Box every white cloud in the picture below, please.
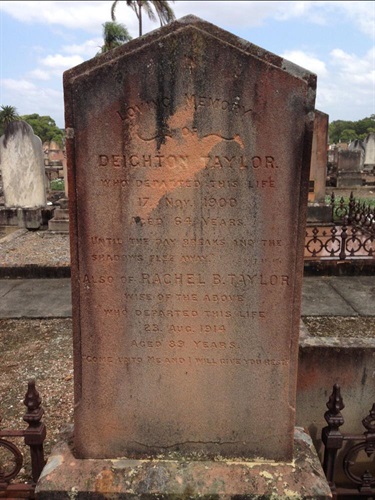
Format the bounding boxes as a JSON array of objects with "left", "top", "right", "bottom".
[
  {"left": 336, "top": 1, "right": 375, "bottom": 39},
  {"left": 2, "top": 79, "right": 37, "bottom": 91},
  {"left": 0, "top": 1, "right": 111, "bottom": 33},
  {"left": 330, "top": 47, "right": 375, "bottom": 86},
  {"left": 273, "top": 1, "right": 327, "bottom": 23},
  {"left": 318, "top": 47, "right": 374, "bottom": 119},
  {"left": 281, "top": 50, "right": 328, "bottom": 77},
  {"left": 280, "top": 44, "right": 375, "bottom": 120},
  {"left": 24, "top": 54, "right": 85, "bottom": 85},
  {"left": 1, "top": 1, "right": 374, "bottom": 40},
  {"left": 41, "top": 54, "right": 84, "bottom": 70},
  {"left": 62, "top": 38, "right": 102, "bottom": 58},
  {"left": 273, "top": 1, "right": 375, "bottom": 38},
  {"left": 1, "top": 78, "right": 63, "bottom": 122},
  {"left": 172, "top": 1, "right": 282, "bottom": 28},
  {"left": 28, "top": 69, "right": 51, "bottom": 81}
]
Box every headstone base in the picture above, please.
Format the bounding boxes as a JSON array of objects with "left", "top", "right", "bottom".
[
  {"left": 36, "top": 426, "right": 331, "bottom": 499},
  {"left": 307, "top": 203, "right": 332, "bottom": 223},
  {"left": 336, "top": 173, "right": 364, "bottom": 188},
  {"left": 0, "top": 207, "right": 44, "bottom": 229},
  {"left": 48, "top": 208, "right": 70, "bottom": 233}
]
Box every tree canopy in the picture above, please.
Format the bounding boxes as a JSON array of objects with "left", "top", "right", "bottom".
[
  {"left": 111, "top": 0, "right": 175, "bottom": 37},
  {"left": 21, "top": 113, "right": 64, "bottom": 146},
  {"left": 0, "top": 105, "right": 19, "bottom": 135},
  {"left": 97, "top": 21, "right": 132, "bottom": 54},
  {"left": 329, "top": 115, "right": 375, "bottom": 144}
]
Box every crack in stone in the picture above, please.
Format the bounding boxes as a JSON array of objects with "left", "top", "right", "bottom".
[{"left": 132, "top": 440, "right": 242, "bottom": 449}]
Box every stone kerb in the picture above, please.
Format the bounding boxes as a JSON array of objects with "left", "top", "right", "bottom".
[{"left": 64, "top": 15, "right": 316, "bottom": 463}]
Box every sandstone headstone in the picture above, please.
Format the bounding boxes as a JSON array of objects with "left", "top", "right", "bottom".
[
  {"left": 64, "top": 16, "right": 316, "bottom": 462},
  {"left": 349, "top": 138, "right": 365, "bottom": 165},
  {"left": 0, "top": 121, "right": 46, "bottom": 208},
  {"left": 309, "top": 110, "right": 328, "bottom": 203},
  {"left": 337, "top": 150, "right": 363, "bottom": 187},
  {"left": 338, "top": 150, "right": 362, "bottom": 173},
  {"left": 62, "top": 157, "right": 68, "bottom": 198}
]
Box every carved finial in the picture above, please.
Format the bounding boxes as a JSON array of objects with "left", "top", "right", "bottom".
[
  {"left": 327, "top": 384, "right": 345, "bottom": 414},
  {"left": 360, "top": 470, "right": 374, "bottom": 492},
  {"left": 362, "top": 403, "right": 375, "bottom": 433},
  {"left": 24, "top": 380, "right": 41, "bottom": 412},
  {"left": 325, "top": 384, "right": 345, "bottom": 429},
  {"left": 362, "top": 403, "right": 375, "bottom": 457},
  {"left": 23, "top": 379, "right": 44, "bottom": 426}
]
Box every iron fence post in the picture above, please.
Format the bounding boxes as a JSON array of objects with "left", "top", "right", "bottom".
[
  {"left": 339, "top": 217, "right": 348, "bottom": 260},
  {"left": 322, "top": 384, "right": 345, "bottom": 497},
  {"left": 23, "top": 380, "right": 46, "bottom": 483}
]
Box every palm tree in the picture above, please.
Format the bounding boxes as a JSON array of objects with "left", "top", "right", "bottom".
[
  {"left": 0, "top": 105, "right": 19, "bottom": 135},
  {"left": 111, "top": 0, "right": 175, "bottom": 37},
  {"left": 98, "top": 21, "right": 132, "bottom": 54}
]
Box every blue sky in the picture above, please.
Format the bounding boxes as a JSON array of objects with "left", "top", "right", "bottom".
[{"left": 0, "top": 1, "right": 374, "bottom": 128}]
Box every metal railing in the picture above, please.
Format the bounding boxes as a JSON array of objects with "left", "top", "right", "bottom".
[
  {"left": 305, "top": 192, "right": 375, "bottom": 262},
  {"left": 331, "top": 192, "right": 375, "bottom": 233},
  {"left": 322, "top": 384, "right": 375, "bottom": 498},
  {"left": 0, "top": 380, "right": 46, "bottom": 499}
]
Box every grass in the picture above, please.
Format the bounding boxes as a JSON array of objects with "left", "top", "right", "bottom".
[
  {"left": 325, "top": 194, "right": 375, "bottom": 208},
  {"left": 50, "top": 179, "right": 65, "bottom": 191}
]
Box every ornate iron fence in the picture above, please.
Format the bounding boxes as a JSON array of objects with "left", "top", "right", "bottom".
[
  {"left": 0, "top": 380, "right": 46, "bottom": 498},
  {"left": 305, "top": 220, "right": 374, "bottom": 261},
  {"left": 305, "top": 192, "right": 375, "bottom": 262},
  {"left": 322, "top": 384, "right": 375, "bottom": 498},
  {"left": 330, "top": 192, "right": 375, "bottom": 234}
]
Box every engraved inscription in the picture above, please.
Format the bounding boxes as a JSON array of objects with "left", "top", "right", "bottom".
[
  {"left": 82, "top": 355, "right": 290, "bottom": 367},
  {"left": 84, "top": 92, "right": 293, "bottom": 386},
  {"left": 98, "top": 154, "right": 280, "bottom": 171},
  {"left": 84, "top": 272, "right": 289, "bottom": 288},
  {"left": 141, "top": 273, "right": 289, "bottom": 286},
  {"left": 184, "top": 94, "right": 252, "bottom": 115}
]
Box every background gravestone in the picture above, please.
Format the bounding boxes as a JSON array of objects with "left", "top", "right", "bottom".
[
  {"left": 364, "top": 133, "right": 375, "bottom": 171},
  {"left": 64, "top": 16, "right": 316, "bottom": 462},
  {"left": 337, "top": 150, "right": 363, "bottom": 187},
  {"left": 0, "top": 121, "right": 46, "bottom": 208},
  {"left": 309, "top": 110, "right": 328, "bottom": 203}
]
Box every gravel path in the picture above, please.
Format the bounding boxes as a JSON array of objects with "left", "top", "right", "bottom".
[
  {"left": 0, "top": 229, "right": 70, "bottom": 268},
  {"left": 0, "top": 319, "right": 73, "bottom": 483}
]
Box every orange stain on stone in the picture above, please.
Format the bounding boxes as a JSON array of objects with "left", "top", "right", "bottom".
[
  {"left": 94, "top": 469, "right": 122, "bottom": 493},
  {"left": 131, "top": 105, "right": 244, "bottom": 217}
]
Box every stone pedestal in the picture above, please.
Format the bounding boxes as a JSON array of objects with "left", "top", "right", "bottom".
[
  {"left": 36, "top": 426, "right": 331, "bottom": 499},
  {"left": 0, "top": 207, "right": 44, "bottom": 229},
  {"left": 48, "top": 208, "right": 69, "bottom": 233},
  {"left": 307, "top": 204, "right": 332, "bottom": 223}
]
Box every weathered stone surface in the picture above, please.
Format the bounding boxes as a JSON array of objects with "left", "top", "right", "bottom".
[
  {"left": 309, "top": 110, "right": 328, "bottom": 203},
  {"left": 337, "top": 150, "right": 362, "bottom": 173},
  {"left": 364, "top": 133, "right": 375, "bottom": 170},
  {"left": 36, "top": 426, "right": 331, "bottom": 499},
  {"left": 64, "top": 16, "right": 316, "bottom": 461},
  {"left": 0, "top": 207, "right": 43, "bottom": 228},
  {"left": 0, "top": 121, "right": 46, "bottom": 208}
]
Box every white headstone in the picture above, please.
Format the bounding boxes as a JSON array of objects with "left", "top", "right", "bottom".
[
  {"left": 364, "top": 133, "right": 375, "bottom": 170},
  {"left": 0, "top": 121, "right": 46, "bottom": 208}
]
****************
> **Work to complete**:
Starting at the line above that holds "Box every crack" and ending at the line that holds "Box every iron", transcribe each line exactly and include no other lines.

> **Answer area**:
Box every crack in stone in the picture above, please.
Format the bounding boxes as a JSON array of objects with "left", "top", "right", "bottom".
[{"left": 132, "top": 440, "right": 242, "bottom": 449}]
Box every stone kerb in the picture above, please.
Format the bounding boxes as a JSON array of objects with "left", "top", "right", "bottom".
[{"left": 64, "top": 15, "right": 316, "bottom": 463}]
Box every sandstone headstone in the picture above, please.
Format the bounding boxes as a JSON array of objects with "left", "top", "right", "bottom".
[
  {"left": 64, "top": 16, "right": 316, "bottom": 462},
  {"left": 349, "top": 138, "right": 365, "bottom": 165},
  {"left": 0, "top": 121, "right": 46, "bottom": 208},
  {"left": 309, "top": 110, "right": 328, "bottom": 203},
  {"left": 337, "top": 150, "right": 363, "bottom": 187},
  {"left": 338, "top": 150, "right": 362, "bottom": 173},
  {"left": 62, "top": 157, "right": 68, "bottom": 198}
]
Box every carved finial in the picture above, please.
Format the bounding boxes as a JSON array of objects with "left", "top", "right", "bottom".
[
  {"left": 327, "top": 384, "right": 345, "bottom": 414},
  {"left": 360, "top": 470, "right": 374, "bottom": 492},
  {"left": 362, "top": 403, "right": 375, "bottom": 433},
  {"left": 24, "top": 380, "right": 41, "bottom": 412},
  {"left": 325, "top": 384, "right": 345, "bottom": 429},
  {"left": 362, "top": 403, "right": 375, "bottom": 457},
  {"left": 23, "top": 379, "right": 44, "bottom": 426}
]
Box every iron fence post in the picture above, please.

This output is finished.